#### [PROBLEM REQUIREMENTS]
Gather every line in the entries below that contains the string "black" and copy each of those lines in full. Matches must agree in case.

#### [RECORDS SHOWN]
• • • • • • •

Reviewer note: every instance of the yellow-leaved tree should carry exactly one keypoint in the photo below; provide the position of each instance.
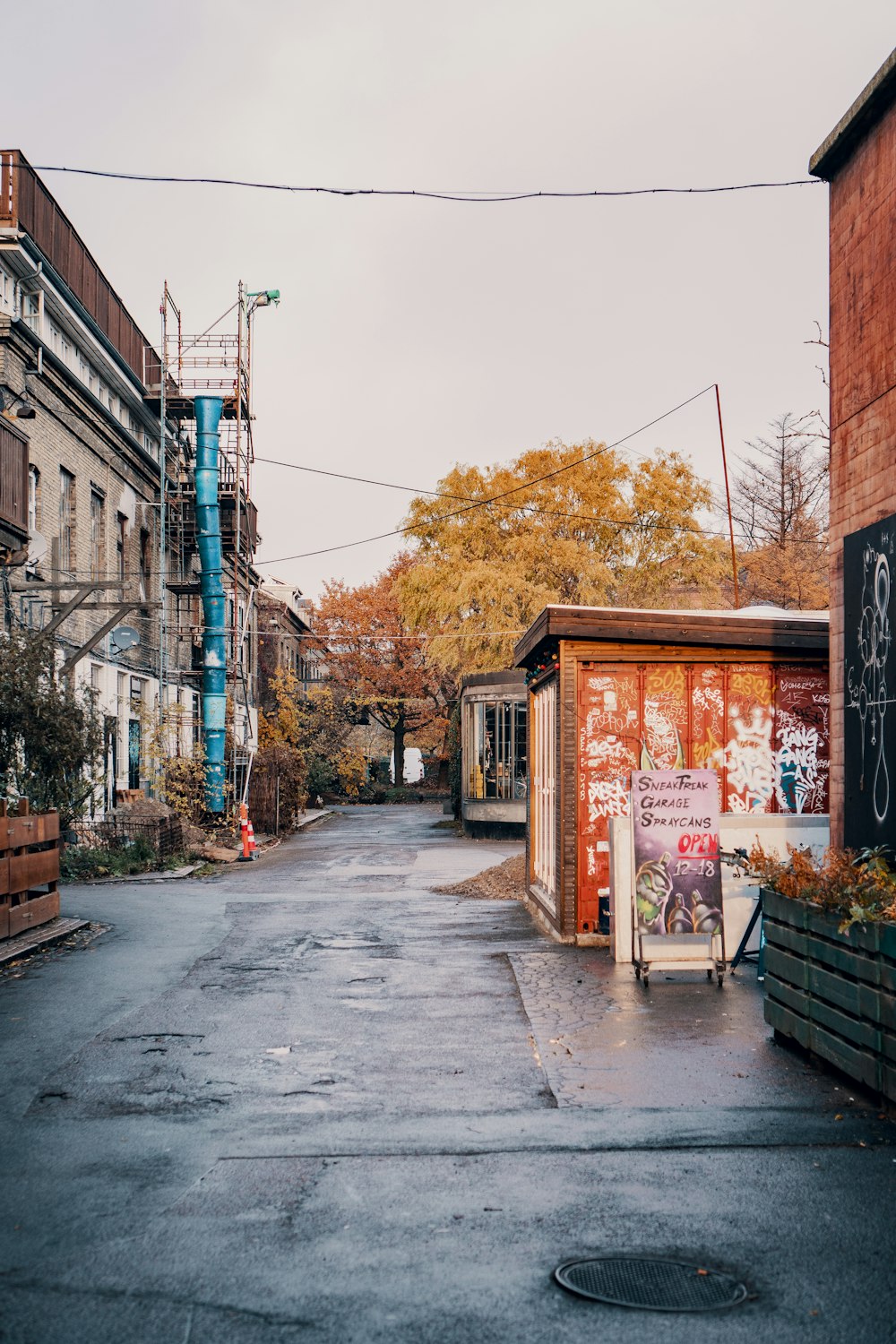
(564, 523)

• • • • • • •

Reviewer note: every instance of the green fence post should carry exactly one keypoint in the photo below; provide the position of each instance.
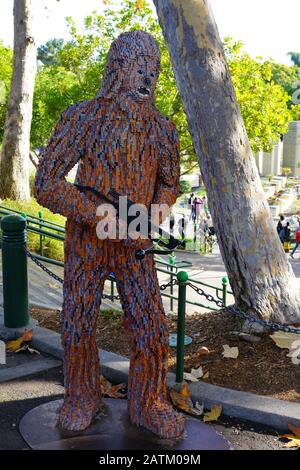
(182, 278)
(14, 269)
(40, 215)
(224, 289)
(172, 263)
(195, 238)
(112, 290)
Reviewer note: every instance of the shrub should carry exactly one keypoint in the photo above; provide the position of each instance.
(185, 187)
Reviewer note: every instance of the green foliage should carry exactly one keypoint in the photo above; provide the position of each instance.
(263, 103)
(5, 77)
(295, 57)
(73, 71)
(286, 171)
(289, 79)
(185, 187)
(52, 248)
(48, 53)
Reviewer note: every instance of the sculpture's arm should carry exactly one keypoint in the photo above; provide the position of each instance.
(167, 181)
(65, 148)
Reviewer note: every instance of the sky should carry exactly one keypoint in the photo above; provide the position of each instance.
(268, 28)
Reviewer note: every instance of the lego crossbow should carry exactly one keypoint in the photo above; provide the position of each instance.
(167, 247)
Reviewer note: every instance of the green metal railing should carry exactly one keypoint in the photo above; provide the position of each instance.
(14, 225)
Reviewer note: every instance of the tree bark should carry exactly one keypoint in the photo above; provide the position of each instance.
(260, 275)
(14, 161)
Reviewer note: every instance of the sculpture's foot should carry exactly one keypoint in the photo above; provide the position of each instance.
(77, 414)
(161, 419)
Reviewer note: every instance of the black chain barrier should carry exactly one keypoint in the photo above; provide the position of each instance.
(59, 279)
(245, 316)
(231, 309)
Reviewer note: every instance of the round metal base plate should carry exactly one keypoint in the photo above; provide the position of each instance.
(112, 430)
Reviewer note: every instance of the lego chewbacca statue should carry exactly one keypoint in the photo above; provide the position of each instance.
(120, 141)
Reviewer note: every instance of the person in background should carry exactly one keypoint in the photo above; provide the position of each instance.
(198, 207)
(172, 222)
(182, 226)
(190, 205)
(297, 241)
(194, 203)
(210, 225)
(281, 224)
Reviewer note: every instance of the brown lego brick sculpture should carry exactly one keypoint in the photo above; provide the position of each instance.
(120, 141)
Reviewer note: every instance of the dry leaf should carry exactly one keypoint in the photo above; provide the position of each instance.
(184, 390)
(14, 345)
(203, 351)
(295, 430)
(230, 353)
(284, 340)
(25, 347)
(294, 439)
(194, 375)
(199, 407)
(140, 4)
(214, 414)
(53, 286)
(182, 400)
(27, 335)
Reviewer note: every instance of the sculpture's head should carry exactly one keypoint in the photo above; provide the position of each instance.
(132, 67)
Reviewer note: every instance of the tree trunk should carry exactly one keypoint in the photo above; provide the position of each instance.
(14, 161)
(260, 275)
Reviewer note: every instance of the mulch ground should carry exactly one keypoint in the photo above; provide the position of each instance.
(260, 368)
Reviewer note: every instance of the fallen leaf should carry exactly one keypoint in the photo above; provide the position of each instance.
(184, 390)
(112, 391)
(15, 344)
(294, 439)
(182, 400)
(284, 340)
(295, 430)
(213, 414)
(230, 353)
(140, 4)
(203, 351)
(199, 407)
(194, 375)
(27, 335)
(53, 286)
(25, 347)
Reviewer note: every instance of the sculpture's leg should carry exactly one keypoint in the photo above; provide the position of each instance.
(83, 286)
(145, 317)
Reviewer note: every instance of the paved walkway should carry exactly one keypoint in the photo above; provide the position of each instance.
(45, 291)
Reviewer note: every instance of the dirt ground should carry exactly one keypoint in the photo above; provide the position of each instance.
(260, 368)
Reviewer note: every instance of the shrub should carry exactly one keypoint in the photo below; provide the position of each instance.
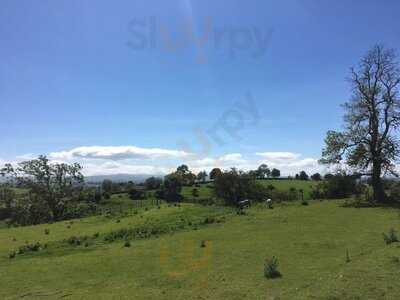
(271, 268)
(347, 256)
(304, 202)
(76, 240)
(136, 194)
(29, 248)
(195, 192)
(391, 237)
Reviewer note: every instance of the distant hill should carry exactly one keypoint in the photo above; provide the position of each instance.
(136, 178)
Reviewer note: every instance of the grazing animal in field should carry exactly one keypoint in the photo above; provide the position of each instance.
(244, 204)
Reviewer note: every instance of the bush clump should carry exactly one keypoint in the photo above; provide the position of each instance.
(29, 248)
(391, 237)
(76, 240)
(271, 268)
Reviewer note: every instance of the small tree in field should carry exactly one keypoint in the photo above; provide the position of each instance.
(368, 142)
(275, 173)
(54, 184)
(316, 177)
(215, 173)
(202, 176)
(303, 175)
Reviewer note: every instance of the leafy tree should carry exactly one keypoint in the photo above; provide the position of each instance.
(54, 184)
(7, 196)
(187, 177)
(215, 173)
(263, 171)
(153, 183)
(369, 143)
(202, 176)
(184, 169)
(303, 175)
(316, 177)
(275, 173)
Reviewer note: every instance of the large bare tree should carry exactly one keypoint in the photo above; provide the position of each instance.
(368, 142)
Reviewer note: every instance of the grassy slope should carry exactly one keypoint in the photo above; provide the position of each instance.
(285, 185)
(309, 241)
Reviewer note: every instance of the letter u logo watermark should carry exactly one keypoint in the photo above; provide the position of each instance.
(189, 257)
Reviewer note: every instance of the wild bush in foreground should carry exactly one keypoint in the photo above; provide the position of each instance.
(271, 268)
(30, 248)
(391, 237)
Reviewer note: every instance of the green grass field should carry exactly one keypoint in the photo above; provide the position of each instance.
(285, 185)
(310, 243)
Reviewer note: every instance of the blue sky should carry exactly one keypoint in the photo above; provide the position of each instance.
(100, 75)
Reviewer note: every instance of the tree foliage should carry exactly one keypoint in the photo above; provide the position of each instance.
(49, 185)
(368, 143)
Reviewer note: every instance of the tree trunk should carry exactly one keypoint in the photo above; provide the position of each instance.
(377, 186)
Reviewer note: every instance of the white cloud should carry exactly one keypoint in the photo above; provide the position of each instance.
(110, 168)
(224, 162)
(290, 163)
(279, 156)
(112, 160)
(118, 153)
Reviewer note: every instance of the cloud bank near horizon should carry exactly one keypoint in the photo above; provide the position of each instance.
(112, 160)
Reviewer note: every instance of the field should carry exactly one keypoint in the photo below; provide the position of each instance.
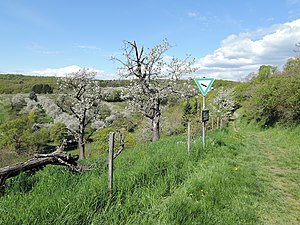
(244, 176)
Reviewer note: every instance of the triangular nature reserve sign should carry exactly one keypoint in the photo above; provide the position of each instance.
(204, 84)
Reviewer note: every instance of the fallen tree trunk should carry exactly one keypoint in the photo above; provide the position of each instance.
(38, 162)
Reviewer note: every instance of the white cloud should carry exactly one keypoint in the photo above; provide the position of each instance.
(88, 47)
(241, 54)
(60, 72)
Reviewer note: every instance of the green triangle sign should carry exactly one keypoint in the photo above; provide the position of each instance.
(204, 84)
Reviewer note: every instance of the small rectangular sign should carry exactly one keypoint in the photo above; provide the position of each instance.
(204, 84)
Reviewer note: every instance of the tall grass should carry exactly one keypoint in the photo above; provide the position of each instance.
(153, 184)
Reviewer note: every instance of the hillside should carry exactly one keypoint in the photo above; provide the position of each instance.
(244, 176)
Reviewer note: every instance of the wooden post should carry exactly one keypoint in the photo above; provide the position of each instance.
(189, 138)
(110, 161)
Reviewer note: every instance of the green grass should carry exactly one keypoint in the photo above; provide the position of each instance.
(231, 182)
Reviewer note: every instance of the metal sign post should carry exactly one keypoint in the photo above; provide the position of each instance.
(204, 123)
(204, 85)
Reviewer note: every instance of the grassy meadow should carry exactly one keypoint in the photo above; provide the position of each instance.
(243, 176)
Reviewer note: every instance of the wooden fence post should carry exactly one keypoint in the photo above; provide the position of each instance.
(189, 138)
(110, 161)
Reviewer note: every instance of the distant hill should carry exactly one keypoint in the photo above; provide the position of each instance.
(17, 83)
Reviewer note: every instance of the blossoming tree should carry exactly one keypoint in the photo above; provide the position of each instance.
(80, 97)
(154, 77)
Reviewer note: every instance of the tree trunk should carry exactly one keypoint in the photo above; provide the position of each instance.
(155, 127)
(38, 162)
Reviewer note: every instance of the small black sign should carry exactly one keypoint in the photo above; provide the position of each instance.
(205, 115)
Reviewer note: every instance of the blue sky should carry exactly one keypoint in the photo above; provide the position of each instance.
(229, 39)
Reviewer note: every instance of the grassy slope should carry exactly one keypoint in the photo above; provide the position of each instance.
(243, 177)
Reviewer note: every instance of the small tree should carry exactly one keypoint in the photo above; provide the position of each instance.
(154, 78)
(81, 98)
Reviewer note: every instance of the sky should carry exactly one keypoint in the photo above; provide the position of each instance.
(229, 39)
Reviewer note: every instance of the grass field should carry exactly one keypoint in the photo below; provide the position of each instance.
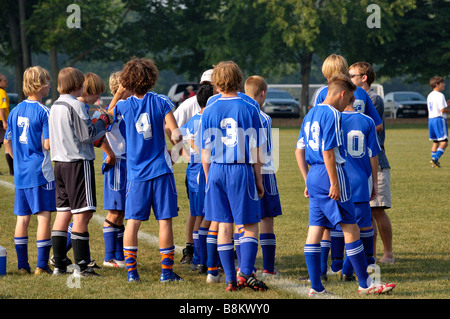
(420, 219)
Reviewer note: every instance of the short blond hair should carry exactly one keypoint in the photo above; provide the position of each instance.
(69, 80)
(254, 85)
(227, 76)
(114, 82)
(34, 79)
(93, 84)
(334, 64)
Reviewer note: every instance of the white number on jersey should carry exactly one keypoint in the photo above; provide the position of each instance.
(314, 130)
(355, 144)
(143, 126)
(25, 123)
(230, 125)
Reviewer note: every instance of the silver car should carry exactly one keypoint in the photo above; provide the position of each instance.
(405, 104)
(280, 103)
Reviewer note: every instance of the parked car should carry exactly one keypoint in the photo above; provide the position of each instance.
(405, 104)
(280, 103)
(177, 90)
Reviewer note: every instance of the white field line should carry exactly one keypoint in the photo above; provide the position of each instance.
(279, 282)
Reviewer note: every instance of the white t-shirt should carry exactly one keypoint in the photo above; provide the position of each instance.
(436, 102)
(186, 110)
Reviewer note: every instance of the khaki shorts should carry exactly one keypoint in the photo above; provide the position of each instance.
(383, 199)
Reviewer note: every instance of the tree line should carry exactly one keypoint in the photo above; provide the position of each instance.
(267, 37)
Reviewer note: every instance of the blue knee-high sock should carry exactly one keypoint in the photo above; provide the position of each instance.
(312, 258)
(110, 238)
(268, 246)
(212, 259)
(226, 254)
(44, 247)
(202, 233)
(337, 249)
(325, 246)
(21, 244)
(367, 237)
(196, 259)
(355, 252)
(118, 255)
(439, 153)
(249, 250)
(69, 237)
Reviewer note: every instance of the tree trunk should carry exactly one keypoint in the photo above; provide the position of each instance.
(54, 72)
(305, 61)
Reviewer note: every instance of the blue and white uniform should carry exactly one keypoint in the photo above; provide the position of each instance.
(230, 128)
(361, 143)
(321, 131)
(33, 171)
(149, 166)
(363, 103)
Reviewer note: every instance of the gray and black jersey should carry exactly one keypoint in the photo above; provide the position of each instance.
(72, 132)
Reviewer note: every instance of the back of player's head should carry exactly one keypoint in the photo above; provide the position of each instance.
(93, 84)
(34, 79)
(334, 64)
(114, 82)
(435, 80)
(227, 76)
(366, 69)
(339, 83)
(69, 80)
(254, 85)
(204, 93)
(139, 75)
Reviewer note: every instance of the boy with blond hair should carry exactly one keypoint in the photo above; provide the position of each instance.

• • • • • • •

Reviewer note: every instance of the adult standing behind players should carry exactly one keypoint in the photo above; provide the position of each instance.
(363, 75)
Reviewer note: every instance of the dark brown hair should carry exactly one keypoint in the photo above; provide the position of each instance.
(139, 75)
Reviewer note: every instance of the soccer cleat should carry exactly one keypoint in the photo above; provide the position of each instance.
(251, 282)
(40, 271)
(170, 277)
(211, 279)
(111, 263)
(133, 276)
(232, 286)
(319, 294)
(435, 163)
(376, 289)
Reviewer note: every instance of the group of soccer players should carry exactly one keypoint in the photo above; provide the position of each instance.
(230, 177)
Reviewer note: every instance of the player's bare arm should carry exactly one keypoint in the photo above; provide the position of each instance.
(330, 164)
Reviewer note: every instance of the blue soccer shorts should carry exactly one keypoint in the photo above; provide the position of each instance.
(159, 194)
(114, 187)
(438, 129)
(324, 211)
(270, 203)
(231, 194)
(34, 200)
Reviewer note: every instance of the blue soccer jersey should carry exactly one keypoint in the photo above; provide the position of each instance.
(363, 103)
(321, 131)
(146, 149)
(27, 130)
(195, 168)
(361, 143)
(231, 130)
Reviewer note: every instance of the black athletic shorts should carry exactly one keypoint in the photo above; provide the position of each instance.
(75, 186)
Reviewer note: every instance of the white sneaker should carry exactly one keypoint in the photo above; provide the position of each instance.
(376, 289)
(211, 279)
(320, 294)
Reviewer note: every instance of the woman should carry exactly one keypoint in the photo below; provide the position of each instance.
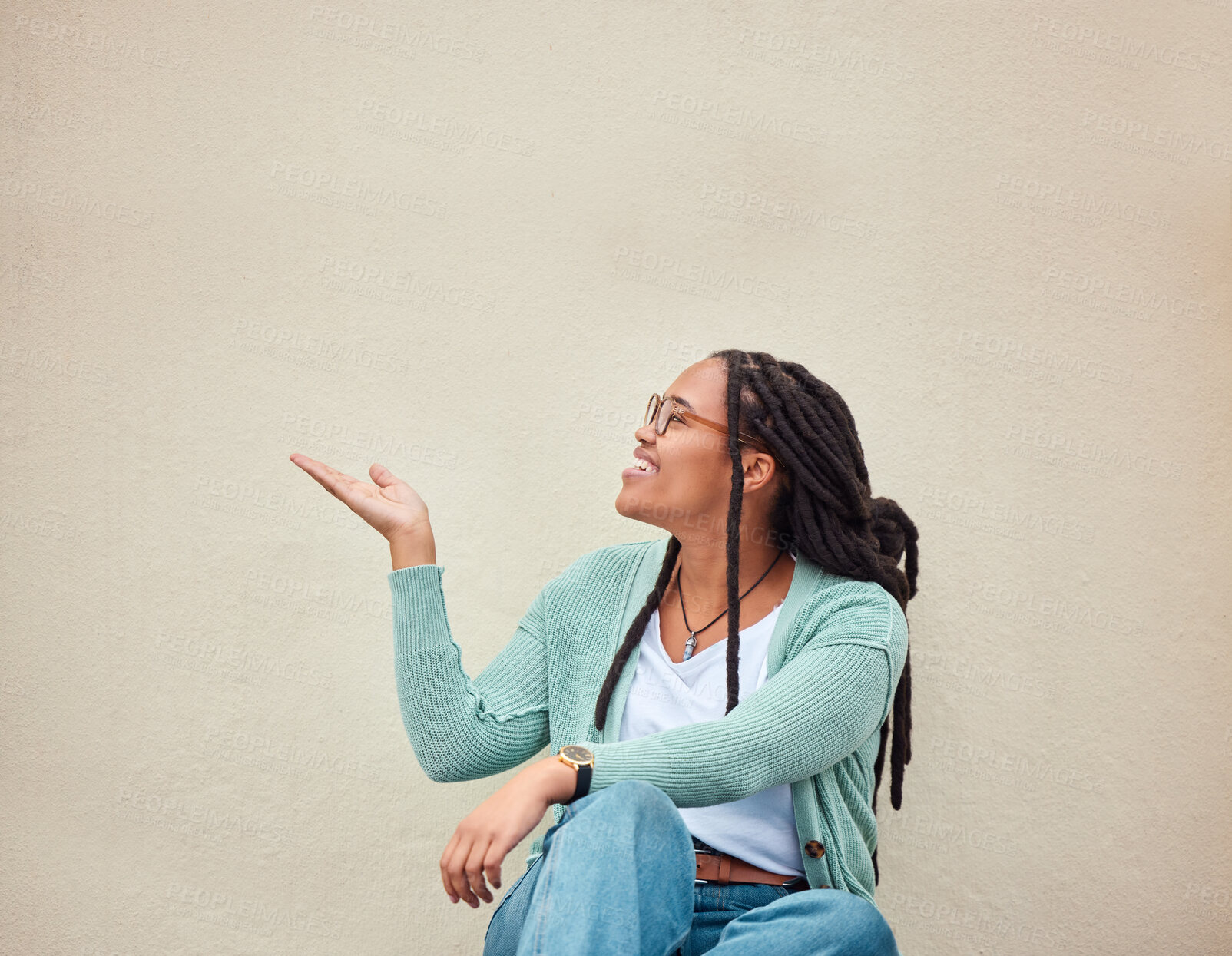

• • • • • • •

#### [EXPECTED ANSWER]
Reviewer note: every instance of the black chain barrier should carry exactly one keypoint in the photo above; provide the position of each instance.
Reviewer note: every instance of the small black sign should carry exactly one keypoint in the photo above; provide the position of each instance.
Reviewer note: every instance of the gray and black jersey should carry exactly one keypoint in the photo above; provide the position of each instance.
Reviewer note: every instance of the black athletic shorts should carry exactly one keypoint in the photo above; provide the position of each instance.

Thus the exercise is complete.